◆ Direction ◆
From the text on accuracy for stationary data streams, print the part that opens with the words "In the experiment for bimodal" and closes with "reason mentioned above.", word for word.

◆ Extract ◆
>>>>>

Accuracy on Stationary Data Streams

We measure the statistical distance between the underlying distribution of various stationary data streams and the distributions estimated by using Sketch and its alternatives, oKDE and SPDTw. Three distributions of data streams are used. The first is a normal distribution, which appears frequently. The second is a bimodal distribution, which is used in order to test if the density estimation algorithms can recognize various modes. The third is a log-normal distribution, which is used in order to test if it can estimate a long tail. For all experiments, one thousand data are used, and the arithmetic mean of the statistical distance is calculated excluding the first three hundreds results in order to evaluate only in a stable phase. The parameters of Sketch are selected to have a similar statistical distance as oKDE and SPDTw.

Normal Distribution

In the experiment for normal distribution, we use $\mathcal{N}(0, 1)$ as the underlying distribution of the data stream. The statistical distance of Sketch for a normal distribution is 0.012, which is 0.75$\times$, 1.2$\times$ and 3.2$\times$ less than that of oKDE, SPDT, and SPDTw, respectively.

It is intuitive that oKDE records the lowest statistical distance. This is because oKDE estimates the distribution by using a mixture of Gaussian distributions. SPDTw is less accurate than Sketch since the number of data updated by SPDTw is limited to a fixed size due to its window.

infographic

Bimodal Distribution

In the experiment for bimodal distribution, we use ${1}/{2} \cdot \mathcal{N}(-2, 1) + {1}/{2} \cdot \mathcal{N}(2, 1)$ as the underlying distribution of the data stream. The statistical distance of Sketch for a bimodal distribution is 0.018, which is 0.98$\times$, 1.2$\times$ and 2.5$\times$ less than that of oKDE, SPDT and SPDTw, respectively.

The results for bimodal distribution show that it is intuitive that oKDE, which uses a Gaussian kernel, has the best result, as in the case of normal distribution. However, it is observed that the result of Sketch is similar to that of oKDE within the margin of error. This indicates that the majorUpdate algorithm builds a new model that recognizes various modes well. SPDTw is less accurate than Sketch for the same reason mentioned above.

<<<<<

◆ Stored data ◆
>>>>>

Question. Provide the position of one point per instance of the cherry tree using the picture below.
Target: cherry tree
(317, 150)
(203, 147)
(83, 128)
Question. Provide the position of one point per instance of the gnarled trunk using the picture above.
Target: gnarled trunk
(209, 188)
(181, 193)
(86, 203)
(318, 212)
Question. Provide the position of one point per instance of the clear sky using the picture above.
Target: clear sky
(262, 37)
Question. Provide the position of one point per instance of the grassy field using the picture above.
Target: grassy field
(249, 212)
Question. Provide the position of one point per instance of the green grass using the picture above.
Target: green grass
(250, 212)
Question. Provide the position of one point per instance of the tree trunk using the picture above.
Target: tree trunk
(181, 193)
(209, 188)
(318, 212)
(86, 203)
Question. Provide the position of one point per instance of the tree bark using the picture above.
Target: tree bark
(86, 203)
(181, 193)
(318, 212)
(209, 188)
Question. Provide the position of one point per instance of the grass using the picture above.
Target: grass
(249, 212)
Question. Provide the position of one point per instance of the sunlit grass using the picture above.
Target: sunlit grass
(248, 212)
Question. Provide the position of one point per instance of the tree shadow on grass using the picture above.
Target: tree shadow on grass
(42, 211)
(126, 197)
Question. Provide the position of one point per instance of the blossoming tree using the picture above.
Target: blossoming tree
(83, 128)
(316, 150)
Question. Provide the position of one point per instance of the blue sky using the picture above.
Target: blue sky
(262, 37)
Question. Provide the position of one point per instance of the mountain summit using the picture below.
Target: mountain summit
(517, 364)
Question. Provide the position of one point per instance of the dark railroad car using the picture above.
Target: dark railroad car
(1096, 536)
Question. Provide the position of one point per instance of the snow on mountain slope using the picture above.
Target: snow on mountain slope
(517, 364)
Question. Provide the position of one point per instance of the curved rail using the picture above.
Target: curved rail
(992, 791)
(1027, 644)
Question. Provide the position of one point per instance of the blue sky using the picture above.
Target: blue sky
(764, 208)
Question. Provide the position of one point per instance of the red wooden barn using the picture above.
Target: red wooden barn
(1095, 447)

<<<<<

◆ Result of this task ◆
In the experiment for bimodal distribution, we use ${1}/{2} \cdot \mathcal{N}(-2, 1) + {1}/{2} \cdot \mathcal{N}(2, 1)$ as the underlying distribution of the data stream. The statistical distance of Sketch for a bimodal distribution is 0.018, which is 0.98$\times$, 1.2$\times$ and 2.5$\times$ less than that of oKDE, SPDT and SPDTw, respectively.

The results for bimodal distribution show that it is intuitive that oKDE, which uses a Gaussian kernel, has the best result, as in the case of normal distribution. However, it is observed that the result of Sketch is similar to that of oKDE within the margin of error. This indicates that the majorUpdate algorithm builds a new model that recognizes various modes well. SPDTw is less accurate than Sketch for the same reason mentioned above.